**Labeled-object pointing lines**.
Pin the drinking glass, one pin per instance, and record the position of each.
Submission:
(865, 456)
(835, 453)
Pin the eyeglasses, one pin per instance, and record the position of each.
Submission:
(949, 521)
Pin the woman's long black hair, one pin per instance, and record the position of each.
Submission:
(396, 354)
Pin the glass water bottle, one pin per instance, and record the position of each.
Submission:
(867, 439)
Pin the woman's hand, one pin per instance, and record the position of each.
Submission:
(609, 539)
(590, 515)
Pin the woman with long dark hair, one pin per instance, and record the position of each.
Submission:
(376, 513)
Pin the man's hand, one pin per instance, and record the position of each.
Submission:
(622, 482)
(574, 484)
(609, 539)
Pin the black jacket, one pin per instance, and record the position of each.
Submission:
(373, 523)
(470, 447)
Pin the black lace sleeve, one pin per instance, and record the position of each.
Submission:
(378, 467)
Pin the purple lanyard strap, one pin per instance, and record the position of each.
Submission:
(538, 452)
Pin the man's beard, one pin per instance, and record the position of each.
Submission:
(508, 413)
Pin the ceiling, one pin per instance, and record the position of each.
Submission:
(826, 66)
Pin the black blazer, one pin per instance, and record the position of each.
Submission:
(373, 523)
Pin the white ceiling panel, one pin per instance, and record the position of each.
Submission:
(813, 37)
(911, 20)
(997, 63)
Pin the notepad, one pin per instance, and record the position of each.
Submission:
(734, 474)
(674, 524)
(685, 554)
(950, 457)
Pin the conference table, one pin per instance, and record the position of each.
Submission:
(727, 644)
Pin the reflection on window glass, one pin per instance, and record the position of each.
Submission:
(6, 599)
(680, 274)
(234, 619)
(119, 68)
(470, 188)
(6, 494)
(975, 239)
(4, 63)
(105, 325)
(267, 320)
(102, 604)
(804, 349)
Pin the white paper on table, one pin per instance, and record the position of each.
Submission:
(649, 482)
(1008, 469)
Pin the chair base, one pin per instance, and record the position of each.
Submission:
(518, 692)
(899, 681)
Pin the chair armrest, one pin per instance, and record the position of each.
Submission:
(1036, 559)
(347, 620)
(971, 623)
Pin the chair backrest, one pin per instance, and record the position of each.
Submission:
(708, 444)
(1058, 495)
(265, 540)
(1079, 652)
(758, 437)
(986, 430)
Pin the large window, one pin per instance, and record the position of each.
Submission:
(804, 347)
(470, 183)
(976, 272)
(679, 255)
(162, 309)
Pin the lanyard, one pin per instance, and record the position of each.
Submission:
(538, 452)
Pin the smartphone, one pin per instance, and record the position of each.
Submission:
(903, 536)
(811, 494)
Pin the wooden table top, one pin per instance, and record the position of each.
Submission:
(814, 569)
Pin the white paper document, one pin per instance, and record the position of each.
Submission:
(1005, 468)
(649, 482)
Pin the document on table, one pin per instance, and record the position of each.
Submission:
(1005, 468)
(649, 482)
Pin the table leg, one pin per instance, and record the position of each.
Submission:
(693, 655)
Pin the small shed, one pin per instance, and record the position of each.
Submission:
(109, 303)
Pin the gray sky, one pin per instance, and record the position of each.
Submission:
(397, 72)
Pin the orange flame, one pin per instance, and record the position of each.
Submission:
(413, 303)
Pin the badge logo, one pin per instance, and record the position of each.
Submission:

**AIM**.
Copy out all of these lines word for word.

**FINAL RESULT**.
Pin the drinking glass, one pin per instance, and record the position of each.
Submission:
(865, 456)
(835, 453)
Pin the eyeglasses, one pin per instance, and record the position of each.
Submission:
(949, 521)
Pin the woman's long black hair, one pin per instance, and record the position of each.
Submission:
(396, 354)
Pin the glass water bottle, one pin per instance, and record the position of each.
Submission:
(867, 439)
Pin the woman's hand, one pin per instance, and record the position of each.
Submission:
(609, 539)
(590, 515)
Pin the woman with long dark hair, one pin per instance, and record the position of each.
Submission:
(376, 513)
Pin the man's hand, one pin per instance, and record the position of each.
Submission:
(622, 482)
(574, 484)
(609, 539)
Pin the black jacket, one pin per instance, and record the position of each.
Submission:
(373, 523)
(470, 447)
Pin the black lace sleeve, one pin per instance, and record the position of each.
Submission:
(378, 467)
Pin the purple lanyard strap, one pin per instance, and record the position of each.
Submission:
(538, 452)
Pin the man's beard, one pin per instance, and record the position of each.
Submission:
(508, 413)
Pin the ceiling, one pin per instance, and record the position of each.
Submission:
(826, 66)
Pin the black blazer, one pin per instance, and record the position of each.
Submission:
(373, 523)
Pin the white ceiling panel, one pin per instance, and record the position of each.
Submission:
(813, 37)
(911, 20)
(997, 63)
Pin the notepad, one pin per instance, and record the position of each.
Submission:
(734, 474)
(674, 524)
(685, 554)
(950, 457)
Pin the conference table, one pin per instance, and record the position of each.
Submission:
(727, 644)
Pin the reflection on window glass, one pin per instance, and record the position of each.
Submission:
(6, 599)
(680, 274)
(234, 619)
(119, 68)
(470, 188)
(6, 494)
(975, 239)
(4, 63)
(105, 325)
(267, 320)
(102, 604)
(804, 349)
Pin the white paper on table, one pin per instance, and record the position of each.
Submission:
(649, 482)
(1008, 469)
Pin the chair base, one pin per instance, and record the position of each.
Submission:
(518, 692)
(899, 681)
Pin the chair armrest, one pin per instance, and record the position of each.
Submission:
(1036, 559)
(347, 620)
(971, 623)
Pin the chair backrest, one pin per instance, and record the position of each.
Submission:
(708, 444)
(1058, 495)
(265, 540)
(1079, 652)
(758, 437)
(986, 430)
Pin the large window, one pin per instance, and record the position of each.
Submission:
(804, 347)
(470, 183)
(976, 272)
(679, 255)
(162, 309)
Pin the lanyard, one pin per instance, and record the position of each.
Submission:
(538, 452)
Pin the smartphone, one pin per instance, and record the position of each.
Submission:
(903, 536)
(811, 494)
Pin the wooden table top, one pin per instance, and record the position of each.
Submission:
(814, 569)
Pin the white paper document, one pin per instance, and record the position of each.
Submission:
(1005, 468)
(649, 482)
Pin the document on table, one pin per instance, and record the position of each.
Submission:
(1005, 468)
(649, 482)
Pin the table leg, one pin per instance, and record the position of each.
Submission:
(693, 655)
Pin the small shed, one pin per instance, and record the position of each.
Submission:
(109, 303)
Pin the gray sky, one pin per instance, and record the position of each.
Submission:
(397, 72)
Pin the orange flame, one pin per instance, and record the position of each.
Submission:
(413, 303)
Pin the badge logo, one pin per instance, and record the position of each.
Submission:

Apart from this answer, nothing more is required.